- What this task involves -
Nothing but the lines from the one containing "Query: white collared shirt" through the end of the entries below should be set down, each exactly as written.

(Natural-language object grounding data)
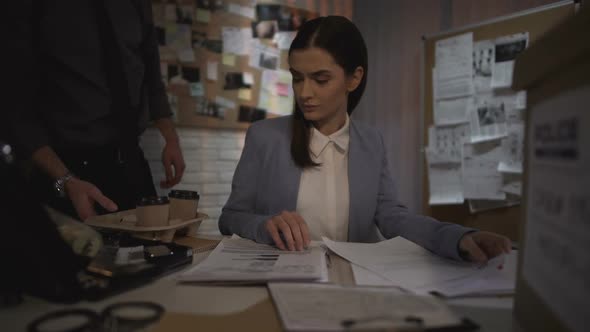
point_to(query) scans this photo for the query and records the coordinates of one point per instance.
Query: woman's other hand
(482, 246)
(289, 231)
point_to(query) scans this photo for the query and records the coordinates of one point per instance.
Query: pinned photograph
(208, 108)
(268, 61)
(184, 14)
(211, 5)
(506, 50)
(234, 81)
(268, 12)
(251, 114)
(173, 72)
(488, 121)
(213, 45)
(292, 18)
(161, 35)
(191, 74)
(491, 113)
(264, 29)
(483, 64)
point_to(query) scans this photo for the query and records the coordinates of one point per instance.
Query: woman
(319, 173)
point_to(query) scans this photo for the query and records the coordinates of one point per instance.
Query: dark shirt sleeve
(22, 105)
(156, 92)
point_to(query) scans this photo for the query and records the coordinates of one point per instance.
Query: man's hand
(83, 196)
(173, 164)
(482, 246)
(171, 154)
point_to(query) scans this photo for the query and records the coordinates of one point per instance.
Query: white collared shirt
(323, 198)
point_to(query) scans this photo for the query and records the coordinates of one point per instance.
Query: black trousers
(120, 172)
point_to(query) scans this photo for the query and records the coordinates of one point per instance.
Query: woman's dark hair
(343, 41)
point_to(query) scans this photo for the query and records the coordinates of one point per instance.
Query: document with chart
(242, 260)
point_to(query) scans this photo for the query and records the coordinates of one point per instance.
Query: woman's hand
(481, 246)
(292, 228)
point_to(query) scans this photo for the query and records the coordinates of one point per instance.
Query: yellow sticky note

- Exercise result -
Query: white collared shirt
(323, 198)
point_to(query) scans this photo for the query and records the coordinates of one point per instance.
Query: black trousers
(120, 172)
point_to(query) scans this photo for the query and records the coordinates of one point per instance.
Query: woman's dark hair
(343, 41)
point_to(query) scans this photo for the query and records the coordinates of one point per instance.
Query: document with chart
(242, 260)
point_to(query) scans this photo for the query and records the coordinates of one point per instance.
Query: woman's hand
(481, 246)
(292, 228)
point_to(query) scans this photo for the query and records the coordinates of one point per instance.
Query: yellow sticky note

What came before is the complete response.